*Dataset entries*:
_ _ _

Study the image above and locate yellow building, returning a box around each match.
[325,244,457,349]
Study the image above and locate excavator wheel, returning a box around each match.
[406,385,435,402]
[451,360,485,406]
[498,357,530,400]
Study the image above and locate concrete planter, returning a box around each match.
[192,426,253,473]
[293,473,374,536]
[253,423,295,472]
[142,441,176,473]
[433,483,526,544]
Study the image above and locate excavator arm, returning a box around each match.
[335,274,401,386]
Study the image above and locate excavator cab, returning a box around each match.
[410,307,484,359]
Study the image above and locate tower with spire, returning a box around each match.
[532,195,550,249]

_ _ _

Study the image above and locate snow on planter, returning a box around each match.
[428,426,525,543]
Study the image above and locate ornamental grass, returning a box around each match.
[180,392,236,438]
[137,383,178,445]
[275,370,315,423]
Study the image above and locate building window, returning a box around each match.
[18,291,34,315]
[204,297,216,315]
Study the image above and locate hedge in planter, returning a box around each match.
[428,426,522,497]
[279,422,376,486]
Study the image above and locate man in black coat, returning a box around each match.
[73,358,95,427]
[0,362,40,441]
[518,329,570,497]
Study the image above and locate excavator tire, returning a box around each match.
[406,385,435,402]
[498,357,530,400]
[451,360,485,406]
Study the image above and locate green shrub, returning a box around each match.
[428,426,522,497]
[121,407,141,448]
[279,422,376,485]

_ _ _

*Goal*:
Reproduce the listing lines from the one containing "Study the image above and locate building" through the one containing "[279,422,376,485]", inclusive, substituting "excavator wheel" for "excavator tire" and changing nothing else.

*The completed task*:
Study the image above and locate building window, returning a box around each match.
[18,291,34,315]
[204,297,216,315]
Study the image above and locate hedge in planter, returning a box around each match.
[428,426,522,497]
[279,422,376,486]
Study the image above and locate man in black coat, returning a box around each match.
[73,358,95,427]
[0,362,40,441]
[518,329,570,497]
Study the image above and locate excavator wheel, returning a box around each match.
[406,385,435,402]
[498,357,530,400]
[451,360,485,406]
Study the image above and locate green shrub, returning a box around each match.
[428,426,522,497]
[121,407,141,448]
[279,422,376,485]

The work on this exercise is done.